* **Goal of the exercise**:
Return, character for character, the lines from the one bearing "Target: <item>dry sand</item>" through the end of the material. Omit everything before that line.

* **Input data**:
┄┄┄┄┄┄┄┄┄┄┄┄┄┄┄┄┄┄┄┄

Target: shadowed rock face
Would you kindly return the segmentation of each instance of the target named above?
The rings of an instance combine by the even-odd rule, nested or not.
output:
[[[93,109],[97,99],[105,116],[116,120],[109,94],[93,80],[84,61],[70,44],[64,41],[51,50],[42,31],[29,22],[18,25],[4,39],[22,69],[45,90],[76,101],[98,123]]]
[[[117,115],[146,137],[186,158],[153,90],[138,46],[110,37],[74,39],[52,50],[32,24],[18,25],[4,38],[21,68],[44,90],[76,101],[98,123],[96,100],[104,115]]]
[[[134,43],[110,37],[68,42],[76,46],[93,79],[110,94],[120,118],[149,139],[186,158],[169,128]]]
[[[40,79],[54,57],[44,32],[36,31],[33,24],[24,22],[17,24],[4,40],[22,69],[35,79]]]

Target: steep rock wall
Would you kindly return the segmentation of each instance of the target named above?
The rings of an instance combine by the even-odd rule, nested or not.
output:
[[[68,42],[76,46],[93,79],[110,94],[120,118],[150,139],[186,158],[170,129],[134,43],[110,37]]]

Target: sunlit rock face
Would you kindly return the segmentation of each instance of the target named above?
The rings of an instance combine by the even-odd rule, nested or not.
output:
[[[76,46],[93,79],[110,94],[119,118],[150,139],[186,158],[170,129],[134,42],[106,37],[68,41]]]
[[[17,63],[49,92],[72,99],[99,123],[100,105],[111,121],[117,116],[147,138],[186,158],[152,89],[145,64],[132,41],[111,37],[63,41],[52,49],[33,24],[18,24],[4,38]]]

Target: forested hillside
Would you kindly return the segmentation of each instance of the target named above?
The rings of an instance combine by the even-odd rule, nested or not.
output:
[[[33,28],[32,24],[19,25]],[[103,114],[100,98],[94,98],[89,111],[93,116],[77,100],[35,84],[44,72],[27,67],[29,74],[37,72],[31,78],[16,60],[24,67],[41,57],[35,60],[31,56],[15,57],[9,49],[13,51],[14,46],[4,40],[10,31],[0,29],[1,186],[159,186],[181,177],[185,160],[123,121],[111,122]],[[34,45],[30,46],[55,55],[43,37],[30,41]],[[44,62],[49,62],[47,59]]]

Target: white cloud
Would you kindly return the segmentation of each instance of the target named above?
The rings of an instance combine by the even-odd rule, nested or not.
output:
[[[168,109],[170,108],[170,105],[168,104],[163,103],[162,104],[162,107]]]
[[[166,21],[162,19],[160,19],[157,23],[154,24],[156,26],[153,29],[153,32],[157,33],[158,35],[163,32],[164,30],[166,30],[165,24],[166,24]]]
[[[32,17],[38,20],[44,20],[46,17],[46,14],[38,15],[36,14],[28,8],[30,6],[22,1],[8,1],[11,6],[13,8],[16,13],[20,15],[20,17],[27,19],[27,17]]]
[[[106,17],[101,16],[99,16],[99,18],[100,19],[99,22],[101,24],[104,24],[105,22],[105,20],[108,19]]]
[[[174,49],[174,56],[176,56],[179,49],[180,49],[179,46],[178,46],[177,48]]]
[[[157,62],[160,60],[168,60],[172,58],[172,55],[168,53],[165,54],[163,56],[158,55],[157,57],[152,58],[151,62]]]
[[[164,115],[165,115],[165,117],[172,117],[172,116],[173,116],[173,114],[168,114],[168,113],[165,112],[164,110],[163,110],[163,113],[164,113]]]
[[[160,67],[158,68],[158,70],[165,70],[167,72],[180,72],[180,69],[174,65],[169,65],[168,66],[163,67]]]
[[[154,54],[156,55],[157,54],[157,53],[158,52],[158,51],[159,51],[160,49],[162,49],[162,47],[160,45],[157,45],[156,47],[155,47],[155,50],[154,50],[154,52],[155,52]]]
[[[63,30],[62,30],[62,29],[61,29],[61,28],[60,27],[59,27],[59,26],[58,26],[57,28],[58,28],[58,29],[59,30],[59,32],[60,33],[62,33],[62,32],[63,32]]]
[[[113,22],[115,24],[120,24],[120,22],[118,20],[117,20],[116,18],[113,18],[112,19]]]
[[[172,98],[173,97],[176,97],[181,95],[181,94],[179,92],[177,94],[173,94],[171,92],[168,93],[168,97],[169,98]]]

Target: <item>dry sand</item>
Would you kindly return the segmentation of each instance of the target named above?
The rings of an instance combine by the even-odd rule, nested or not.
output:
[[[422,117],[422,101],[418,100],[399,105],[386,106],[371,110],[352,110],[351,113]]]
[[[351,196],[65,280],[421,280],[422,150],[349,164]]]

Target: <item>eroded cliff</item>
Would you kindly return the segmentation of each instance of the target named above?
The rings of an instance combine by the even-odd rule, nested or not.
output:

┄┄┄┄┄┄┄┄┄┄┄┄┄┄┄┄┄┄┄┄

* **Written answer**:
Target: <item>dry sand</item>
Would you kindly return the segmentation of each instance of the target named above?
The rings of an instance combine by the even-odd rule, nested or not.
output:
[[[422,117],[422,101],[418,100],[399,105],[386,106],[371,110],[352,110],[351,113]]]
[[[351,196],[65,280],[421,280],[422,150],[349,164]]]

Target: <item>eroded cliff</item>
Would you kindly return the segmentation of each instance of the target named above?
The rings of an instance combine by the even-odd rule, nested or not.
output:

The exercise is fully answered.